- **Texto de referencia**:
>>>

Sin comunidad, nos sentimos distanciados, lejanos, virtualmente cercanos, pero físicamente pensamos que el otro es un enemigo, es amenaza a mi salud individual, un peligro del que debo cuidarme. A eso hemos llegado.
Más que nunca, la Iglesia necesita recuperar la experiencia de comunidad. No podemos vivir de eucaristías virtuales. La Iglesia tiene tan fuerza para sanar como los médicos, éstos sanan el cuerpo, pero no basta. La misión de la Iglesia, que significa comunidad, está en reunirse las personas para encontrarse, sentirse amados, rezar y celebrar juntos los misterios de nuestra fe. Debemos retornar cuanto antes a la celebración de los sacramentos, especialmente el de la Reconciliación y el de la Eucaristía. Debemos retornar cuanto antes a esa vida de la Iglesia. Los sacerdotes y diáconos, los catequistas y ministros extraordinarios de la eucaristía son tan trabajadores como otros trabajadores. Somos trabajadores de la viña del Señor y debemos recuperar nuestra misión.
Ahí están los que voluntarios que preparan la comida para los pobres. Miles de ellos forman parte de la pastoral social nacional. Y no es sólo cuestión de alimento material. También, con los gestos de solidaridad, se transmite la confianza, la cercanía, el afecto, la oración y la comunidad de fe.
La sanación espiritual, aunque invisible e imposible de verificar con medidas físicas, es tan indispensable para la sociedad, para las familias, para los tristes y deprimidos, en una palabra, para cada uno de nosotros. Se nos está imponiendo una manera de vivir contraria a la convivencia humana y se nos está reduciendo a número, a seres virtuales que dependen de podres ocultos, sin rostro, del Internet, del celular…todo virtual…
¡Pero, no! A imitación de tantos otros que se encuentran, como nuestra pastoral social, para ayudar a los necesitados, se impone cuanto antes salir de estas largas cuarentenas, por supuesto, con todos los cuidados sanitarios correspondientes, tanto a nivel de los templos que deben ser abiertos, como de las personas y grupos reducidos participando de las celebraciones. Estamos en conversación con las autoridades nacionales para abrir los templos y en grupos reducidos, con las precauciones sanitarias tanto personal como ambiental, poder celebrar los sacramentos. Sin duda, será una gran oferta de sanación para muchísimos cristianos.

<<<

- **Información proporcionada**:
>>>

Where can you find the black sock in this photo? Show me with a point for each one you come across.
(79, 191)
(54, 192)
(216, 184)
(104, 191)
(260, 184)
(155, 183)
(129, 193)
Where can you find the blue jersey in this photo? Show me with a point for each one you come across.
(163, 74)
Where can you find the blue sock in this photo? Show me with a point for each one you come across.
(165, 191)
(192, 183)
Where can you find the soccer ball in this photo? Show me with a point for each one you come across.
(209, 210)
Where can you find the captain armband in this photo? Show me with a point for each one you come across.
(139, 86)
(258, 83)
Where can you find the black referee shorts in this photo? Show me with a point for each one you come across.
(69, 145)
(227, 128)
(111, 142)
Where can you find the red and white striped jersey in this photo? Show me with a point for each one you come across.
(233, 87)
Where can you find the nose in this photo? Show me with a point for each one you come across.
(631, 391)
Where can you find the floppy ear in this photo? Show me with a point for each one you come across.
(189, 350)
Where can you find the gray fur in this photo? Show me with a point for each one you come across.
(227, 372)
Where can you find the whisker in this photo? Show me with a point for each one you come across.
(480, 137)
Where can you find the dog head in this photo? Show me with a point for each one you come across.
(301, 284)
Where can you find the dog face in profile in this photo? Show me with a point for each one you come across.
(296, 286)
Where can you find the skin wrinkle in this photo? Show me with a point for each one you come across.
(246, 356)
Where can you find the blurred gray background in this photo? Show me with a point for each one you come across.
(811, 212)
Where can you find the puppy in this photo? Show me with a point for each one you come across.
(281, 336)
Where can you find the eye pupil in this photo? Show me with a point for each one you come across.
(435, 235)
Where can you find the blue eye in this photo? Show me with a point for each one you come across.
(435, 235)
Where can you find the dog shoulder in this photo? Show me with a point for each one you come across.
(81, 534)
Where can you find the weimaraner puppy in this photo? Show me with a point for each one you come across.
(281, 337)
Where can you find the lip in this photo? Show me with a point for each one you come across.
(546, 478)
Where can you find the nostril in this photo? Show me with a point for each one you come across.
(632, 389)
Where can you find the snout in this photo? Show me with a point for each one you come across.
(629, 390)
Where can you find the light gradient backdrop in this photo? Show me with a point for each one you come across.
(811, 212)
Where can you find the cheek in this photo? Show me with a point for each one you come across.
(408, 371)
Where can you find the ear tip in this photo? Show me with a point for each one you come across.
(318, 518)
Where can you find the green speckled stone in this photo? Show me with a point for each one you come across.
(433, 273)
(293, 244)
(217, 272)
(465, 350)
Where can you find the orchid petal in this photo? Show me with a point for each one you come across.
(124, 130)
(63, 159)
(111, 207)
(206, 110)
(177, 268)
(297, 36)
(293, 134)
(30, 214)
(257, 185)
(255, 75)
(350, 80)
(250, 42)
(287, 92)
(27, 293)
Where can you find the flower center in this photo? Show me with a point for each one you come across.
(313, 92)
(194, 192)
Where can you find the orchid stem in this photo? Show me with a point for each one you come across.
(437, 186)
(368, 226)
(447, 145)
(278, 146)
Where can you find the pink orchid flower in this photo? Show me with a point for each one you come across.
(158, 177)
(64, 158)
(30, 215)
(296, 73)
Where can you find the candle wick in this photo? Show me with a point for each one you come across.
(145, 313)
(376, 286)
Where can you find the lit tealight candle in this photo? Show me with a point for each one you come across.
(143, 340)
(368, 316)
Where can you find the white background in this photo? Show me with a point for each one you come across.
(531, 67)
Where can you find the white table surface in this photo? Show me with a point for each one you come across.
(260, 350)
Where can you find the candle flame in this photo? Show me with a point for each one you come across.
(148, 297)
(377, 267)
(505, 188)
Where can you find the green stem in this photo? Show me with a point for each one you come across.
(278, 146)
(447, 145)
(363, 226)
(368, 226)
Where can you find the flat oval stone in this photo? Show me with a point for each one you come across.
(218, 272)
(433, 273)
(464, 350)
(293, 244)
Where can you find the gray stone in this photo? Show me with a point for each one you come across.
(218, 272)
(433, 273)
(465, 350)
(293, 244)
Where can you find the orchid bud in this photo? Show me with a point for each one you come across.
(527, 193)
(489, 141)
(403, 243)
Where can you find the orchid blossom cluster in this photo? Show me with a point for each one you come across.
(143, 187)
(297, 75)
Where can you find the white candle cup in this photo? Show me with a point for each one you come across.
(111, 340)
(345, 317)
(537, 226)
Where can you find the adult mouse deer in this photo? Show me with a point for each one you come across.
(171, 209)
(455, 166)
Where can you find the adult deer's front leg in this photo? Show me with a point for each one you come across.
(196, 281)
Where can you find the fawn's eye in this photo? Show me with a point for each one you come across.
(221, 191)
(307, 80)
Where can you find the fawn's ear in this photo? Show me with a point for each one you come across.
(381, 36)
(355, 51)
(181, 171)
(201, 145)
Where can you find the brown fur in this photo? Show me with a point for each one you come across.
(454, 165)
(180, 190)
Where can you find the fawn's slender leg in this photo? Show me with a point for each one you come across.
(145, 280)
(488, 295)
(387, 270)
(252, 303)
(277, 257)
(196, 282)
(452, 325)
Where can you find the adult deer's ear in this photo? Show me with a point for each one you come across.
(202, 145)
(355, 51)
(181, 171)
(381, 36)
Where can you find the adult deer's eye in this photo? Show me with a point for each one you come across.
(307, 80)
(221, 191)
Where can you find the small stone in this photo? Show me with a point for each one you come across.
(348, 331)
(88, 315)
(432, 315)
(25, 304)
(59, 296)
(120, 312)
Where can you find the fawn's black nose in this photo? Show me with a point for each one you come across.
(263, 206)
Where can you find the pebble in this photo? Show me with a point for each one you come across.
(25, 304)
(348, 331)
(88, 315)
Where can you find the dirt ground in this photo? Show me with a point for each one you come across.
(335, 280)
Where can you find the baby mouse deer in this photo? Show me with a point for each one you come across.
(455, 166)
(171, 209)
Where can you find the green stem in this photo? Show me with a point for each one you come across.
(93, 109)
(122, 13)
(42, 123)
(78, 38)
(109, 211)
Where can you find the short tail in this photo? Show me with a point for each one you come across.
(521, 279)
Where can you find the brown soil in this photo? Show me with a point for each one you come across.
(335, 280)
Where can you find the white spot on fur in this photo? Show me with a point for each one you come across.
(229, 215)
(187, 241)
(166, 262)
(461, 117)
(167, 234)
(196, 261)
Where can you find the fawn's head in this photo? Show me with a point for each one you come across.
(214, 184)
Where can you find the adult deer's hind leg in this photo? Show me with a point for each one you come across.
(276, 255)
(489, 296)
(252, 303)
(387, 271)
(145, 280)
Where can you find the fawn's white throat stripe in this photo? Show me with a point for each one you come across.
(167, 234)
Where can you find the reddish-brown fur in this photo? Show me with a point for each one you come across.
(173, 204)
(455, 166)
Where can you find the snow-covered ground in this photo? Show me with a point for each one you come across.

<<<

- **Tus instrucciones**:
Devuelve, sin alterar una sola palabra, el fragmento del texto sobre la comunidad en la Iglesia que comienza en "Ahí están los" y termina en "comunidad de fe.". El listado no guarda relación alguna con el texto de referencia.

- **Resultado obtenido**:
Ahí están los que voluntarios que preparan la comida para los pobres. Miles de ellos forman parte de la pastoral social nacional. Y no es sólo cuestión de alimento material. También, con los gestos de solidaridad, se transmite la confianza, la cercanía, el afecto, la oración y la comunidad de fe.